- _Given exercise_
Reproduce every line of the listing below word for word, leaving out the pictures.

Bounding box annotation listing:
■ ■ ■ ■ ■ ■ ■

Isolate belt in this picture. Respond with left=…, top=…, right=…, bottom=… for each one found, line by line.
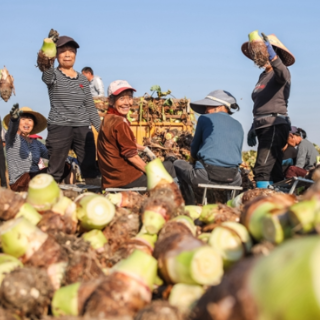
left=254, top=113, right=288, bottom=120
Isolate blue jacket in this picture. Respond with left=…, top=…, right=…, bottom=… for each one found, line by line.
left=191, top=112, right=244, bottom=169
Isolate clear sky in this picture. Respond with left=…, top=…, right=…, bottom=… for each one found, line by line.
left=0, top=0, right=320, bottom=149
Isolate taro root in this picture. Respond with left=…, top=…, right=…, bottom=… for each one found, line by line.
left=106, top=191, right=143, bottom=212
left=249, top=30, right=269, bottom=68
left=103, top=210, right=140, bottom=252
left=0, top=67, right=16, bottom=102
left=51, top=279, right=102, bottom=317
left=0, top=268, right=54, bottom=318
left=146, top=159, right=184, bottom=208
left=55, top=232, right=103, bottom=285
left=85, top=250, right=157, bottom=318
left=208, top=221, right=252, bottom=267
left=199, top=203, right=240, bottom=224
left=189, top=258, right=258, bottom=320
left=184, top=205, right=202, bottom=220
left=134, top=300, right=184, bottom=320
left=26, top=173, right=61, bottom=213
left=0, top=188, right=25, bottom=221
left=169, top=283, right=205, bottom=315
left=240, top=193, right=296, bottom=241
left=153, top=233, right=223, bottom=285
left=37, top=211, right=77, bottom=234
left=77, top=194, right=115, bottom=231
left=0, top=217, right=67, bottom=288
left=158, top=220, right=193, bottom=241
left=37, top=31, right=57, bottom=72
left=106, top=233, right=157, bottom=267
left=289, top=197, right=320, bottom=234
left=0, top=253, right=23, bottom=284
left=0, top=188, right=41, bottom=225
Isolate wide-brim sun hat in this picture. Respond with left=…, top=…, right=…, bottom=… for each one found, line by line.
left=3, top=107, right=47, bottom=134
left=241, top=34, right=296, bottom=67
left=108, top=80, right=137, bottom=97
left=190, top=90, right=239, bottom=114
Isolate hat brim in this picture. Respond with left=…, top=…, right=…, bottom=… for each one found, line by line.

■ ■ ■ ■ ■ ■ ■

- _Exercise solution_
Isolate belt in this picture. Respond with left=…, top=…, right=…, bottom=… for each one found, line by line.
left=254, top=113, right=288, bottom=120
Isolate blue jacket in this picture. Respond with left=…, top=…, right=…, bottom=… for each one found, line by line.
left=191, top=112, right=244, bottom=169
Isolate clear sky in this picture. Respond with left=…, top=…, right=…, bottom=… for each one found, line by line.
left=0, top=0, right=320, bottom=149
Isolate taro root in this picture. Respond with left=…, top=…, right=…, bottom=… for each one found, line by line.
left=106, top=191, right=143, bottom=212
left=249, top=30, right=269, bottom=68
left=103, top=210, right=140, bottom=252
left=0, top=67, right=16, bottom=102
left=51, top=279, right=102, bottom=317
left=0, top=268, right=54, bottom=318
left=146, top=159, right=184, bottom=208
left=55, top=232, right=103, bottom=285
left=85, top=250, right=157, bottom=318
left=208, top=221, right=252, bottom=267
left=199, top=203, right=240, bottom=224
left=189, top=258, right=258, bottom=320
left=184, top=205, right=202, bottom=220
left=134, top=300, right=184, bottom=320
left=26, top=173, right=61, bottom=213
left=0, top=188, right=25, bottom=221
left=169, top=283, right=205, bottom=315
left=240, top=193, right=296, bottom=241
left=153, top=233, right=223, bottom=285
left=37, top=211, right=77, bottom=234
left=77, top=194, right=115, bottom=231
left=0, top=217, right=67, bottom=288
left=158, top=220, right=193, bottom=241
left=37, top=31, right=57, bottom=72
left=106, top=233, right=157, bottom=267
left=289, top=197, right=320, bottom=234
left=0, top=253, right=23, bottom=284
left=0, top=188, right=41, bottom=225
Isolate wide-brim sun hat in this picture. Respond with left=…, top=…, right=…, bottom=… for each one found, line by line.
left=3, top=107, right=47, bottom=134
left=241, top=34, right=296, bottom=67
left=108, top=80, right=137, bottom=97
left=190, top=90, right=239, bottom=114
Isolate hat brim in this picture. Respond with left=…, top=…, right=…, bottom=… for each one found, line by line.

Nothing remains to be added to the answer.